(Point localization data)
■ ■ ■ ■ ■

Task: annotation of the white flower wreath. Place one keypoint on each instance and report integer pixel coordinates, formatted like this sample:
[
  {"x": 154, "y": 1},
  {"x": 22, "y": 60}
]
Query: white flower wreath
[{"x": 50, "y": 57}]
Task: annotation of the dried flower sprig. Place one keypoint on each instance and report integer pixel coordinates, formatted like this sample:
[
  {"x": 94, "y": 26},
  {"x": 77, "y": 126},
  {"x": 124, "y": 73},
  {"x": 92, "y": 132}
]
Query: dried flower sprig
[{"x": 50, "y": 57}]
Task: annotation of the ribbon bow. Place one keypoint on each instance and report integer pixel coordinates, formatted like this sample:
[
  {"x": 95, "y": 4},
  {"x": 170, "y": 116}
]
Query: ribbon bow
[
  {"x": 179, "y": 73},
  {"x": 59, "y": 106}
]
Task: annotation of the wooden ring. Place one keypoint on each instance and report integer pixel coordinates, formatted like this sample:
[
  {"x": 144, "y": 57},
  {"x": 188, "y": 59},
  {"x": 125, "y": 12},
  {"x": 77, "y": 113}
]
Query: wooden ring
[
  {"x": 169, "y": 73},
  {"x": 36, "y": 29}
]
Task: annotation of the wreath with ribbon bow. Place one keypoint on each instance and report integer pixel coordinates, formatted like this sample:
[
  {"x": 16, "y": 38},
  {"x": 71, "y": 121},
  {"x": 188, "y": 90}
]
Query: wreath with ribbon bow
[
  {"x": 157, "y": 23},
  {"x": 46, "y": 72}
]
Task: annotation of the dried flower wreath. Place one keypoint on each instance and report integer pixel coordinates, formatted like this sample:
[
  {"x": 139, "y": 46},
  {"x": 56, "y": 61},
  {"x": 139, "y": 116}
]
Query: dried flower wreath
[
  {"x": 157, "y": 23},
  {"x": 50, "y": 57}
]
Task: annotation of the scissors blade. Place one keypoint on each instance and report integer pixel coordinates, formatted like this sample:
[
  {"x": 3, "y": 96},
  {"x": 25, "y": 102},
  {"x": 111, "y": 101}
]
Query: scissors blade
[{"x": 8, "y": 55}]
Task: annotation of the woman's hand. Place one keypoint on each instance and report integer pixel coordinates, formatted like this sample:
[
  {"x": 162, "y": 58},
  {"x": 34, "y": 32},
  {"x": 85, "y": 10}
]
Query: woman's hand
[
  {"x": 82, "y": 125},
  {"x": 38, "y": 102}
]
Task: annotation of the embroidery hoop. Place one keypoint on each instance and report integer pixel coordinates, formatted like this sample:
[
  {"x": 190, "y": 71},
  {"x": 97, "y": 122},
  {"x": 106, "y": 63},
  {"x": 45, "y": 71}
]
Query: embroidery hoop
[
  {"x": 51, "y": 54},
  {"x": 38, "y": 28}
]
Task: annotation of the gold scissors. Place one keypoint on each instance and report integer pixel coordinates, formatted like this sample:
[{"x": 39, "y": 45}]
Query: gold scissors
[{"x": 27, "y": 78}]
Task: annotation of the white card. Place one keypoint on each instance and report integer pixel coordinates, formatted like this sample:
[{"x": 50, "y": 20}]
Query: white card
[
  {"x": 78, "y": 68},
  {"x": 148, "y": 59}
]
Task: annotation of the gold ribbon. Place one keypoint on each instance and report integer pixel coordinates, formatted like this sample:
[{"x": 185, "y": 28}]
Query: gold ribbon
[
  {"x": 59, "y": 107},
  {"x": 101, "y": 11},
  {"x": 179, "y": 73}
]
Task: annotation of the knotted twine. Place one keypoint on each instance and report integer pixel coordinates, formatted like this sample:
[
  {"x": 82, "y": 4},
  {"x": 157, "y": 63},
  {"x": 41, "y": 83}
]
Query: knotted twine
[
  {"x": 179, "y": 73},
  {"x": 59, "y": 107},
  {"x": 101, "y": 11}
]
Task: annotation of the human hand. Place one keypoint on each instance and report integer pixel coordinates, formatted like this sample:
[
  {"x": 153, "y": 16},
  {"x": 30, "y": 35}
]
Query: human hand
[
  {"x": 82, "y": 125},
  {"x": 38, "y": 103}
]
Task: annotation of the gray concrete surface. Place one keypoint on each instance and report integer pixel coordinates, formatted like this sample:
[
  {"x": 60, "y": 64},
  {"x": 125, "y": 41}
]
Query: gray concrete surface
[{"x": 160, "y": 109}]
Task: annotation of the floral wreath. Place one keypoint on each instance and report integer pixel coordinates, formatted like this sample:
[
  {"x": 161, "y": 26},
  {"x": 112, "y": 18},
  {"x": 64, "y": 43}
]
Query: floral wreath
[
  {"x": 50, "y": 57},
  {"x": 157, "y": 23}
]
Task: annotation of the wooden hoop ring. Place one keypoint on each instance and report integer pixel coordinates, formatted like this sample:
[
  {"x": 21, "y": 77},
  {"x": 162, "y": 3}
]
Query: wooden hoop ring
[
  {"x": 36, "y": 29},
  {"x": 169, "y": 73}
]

■ ■ ■ ■ ■

_TASK REQUIREMENTS_: Exactly as written, transcribe every line shown above.

_WORKED SOLUTION_:
Task: annotation of the white flower wreath. Place one keypoint on each instance and report integer pixel coordinates, formatted like this sample:
[
  {"x": 154, "y": 1},
  {"x": 22, "y": 60}
]
Query: white flower wreath
[{"x": 50, "y": 57}]
Task: annotation of the dried flower sprig. Place one keypoint on each instance and report integer pixel coordinates, formatted like this sample:
[
  {"x": 94, "y": 26},
  {"x": 77, "y": 126},
  {"x": 124, "y": 73},
  {"x": 92, "y": 132}
]
Query: dried flower sprig
[{"x": 50, "y": 57}]
Task: annotation of the ribbon bow. Place one keypoint on each instance and report integer pixel coordinates, formatted like this sample:
[
  {"x": 95, "y": 4},
  {"x": 170, "y": 116}
]
Query: ribbon bow
[
  {"x": 179, "y": 73},
  {"x": 59, "y": 106}
]
Task: annotation of the wooden ring. Place one keypoint on each instance and report integer pixel coordinates, formatted like this sample:
[
  {"x": 144, "y": 57},
  {"x": 188, "y": 59},
  {"x": 125, "y": 12},
  {"x": 77, "y": 113}
]
Query: wooden ring
[
  {"x": 169, "y": 73},
  {"x": 36, "y": 29}
]
Task: annotation of the wreath with ribbon bow. Place one keypoint on each instance and report integer pixel coordinates, formatted like this sample:
[
  {"x": 16, "y": 38},
  {"x": 71, "y": 121},
  {"x": 188, "y": 90}
]
Query: wreath with ribbon bow
[
  {"x": 157, "y": 23},
  {"x": 46, "y": 72}
]
Task: annotation of the dried flower wreath. Place one keypoint on each instance and report integer pixel coordinates, formatted like this sample:
[
  {"x": 139, "y": 46},
  {"x": 56, "y": 61},
  {"x": 139, "y": 116}
]
Query: dried flower wreath
[
  {"x": 157, "y": 23},
  {"x": 50, "y": 57}
]
Task: annotation of the scissors blade. Place one keypoint on each instance and report integer pixel coordinates, formatted like this sample:
[
  {"x": 3, "y": 96},
  {"x": 25, "y": 102},
  {"x": 111, "y": 101}
]
Query: scissors blade
[{"x": 8, "y": 55}]
Task: annotation of the woman's hand. Place one keypoint on each instance and report integer pixel coordinates, formatted like this sample:
[
  {"x": 162, "y": 58},
  {"x": 34, "y": 32},
  {"x": 85, "y": 10}
]
Query: woman's hand
[
  {"x": 82, "y": 125},
  {"x": 38, "y": 102}
]
Task: annotation of the embroidery hoop. Place one keypoint on each instance and report integer pixel coordinates, formatted like this sample:
[
  {"x": 190, "y": 71},
  {"x": 97, "y": 122},
  {"x": 106, "y": 63},
  {"x": 45, "y": 71}
]
Query: embroidery hoop
[
  {"x": 51, "y": 54},
  {"x": 38, "y": 28}
]
Task: annotation of the gold scissors. Place one keypoint on each instance and report integer pixel coordinates, formatted like this sample:
[{"x": 39, "y": 45}]
Query: gold scissors
[{"x": 27, "y": 78}]
Task: annotation of the white card. Place one keypoint on each instance and report integer pixel coordinates, formatted like this sample:
[{"x": 50, "y": 20}]
Query: white card
[
  {"x": 78, "y": 68},
  {"x": 148, "y": 59}
]
Task: annotation of the gold ribbon. Place one keypoint on each instance and report integer pixel coordinates, formatted like this sample:
[{"x": 185, "y": 28}]
Query: gold ribbon
[
  {"x": 59, "y": 107},
  {"x": 101, "y": 11},
  {"x": 179, "y": 73}
]
Task: annotation of the knotted twine. Place one keypoint on each instance and report integer pixel coordinates, formatted like this sample:
[
  {"x": 82, "y": 4},
  {"x": 157, "y": 63},
  {"x": 41, "y": 83}
]
Query: knotted twine
[
  {"x": 179, "y": 73},
  {"x": 59, "y": 107},
  {"x": 101, "y": 11}
]
Task: annotation of the human hand. Place one keypoint on each instance and report integer pixel coordinates, formatted like this sample:
[
  {"x": 153, "y": 16},
  {"x": 30, "y": 35}
]
Query: human hand
[
  {"x": 82, "y": 125},
  {"x": 38, "y": 103}
]
Task: annotation of the gray concrete surface. Place one keypoint on each instance and report integer pixel coordinates, formatted like this sample:
[
  {"x": 60, "y": 64},
  {"x": 125, "y": 41}
]
Query: gray concrete surface
[{"x": 160, "y": 109}]
Task: annotation of the floral wreath. Place one keypoint on each instance and report integer pixel coordinates, formatted like this sample:
[
  {"x": 161, "y": 26},
  {"x": 112, "y": 18},
  {"x": 64, "y": 43}
]
Query: floral wreath
[
  {"x": 50, "y": 57},
  {"x": 157, "y": 23}
]
Task: annotation of the wooden hoop ring. Place one keypoint on each instance and report integer pixel coordinates, formatted like this sample:
[
  {"x": 21, "y": 77},
  {"x": 162, "y": 3}
]
Query: wooden hoop ring
[
  {"x": 36, "y": 29},
  {"x": 169, "y": 73}
]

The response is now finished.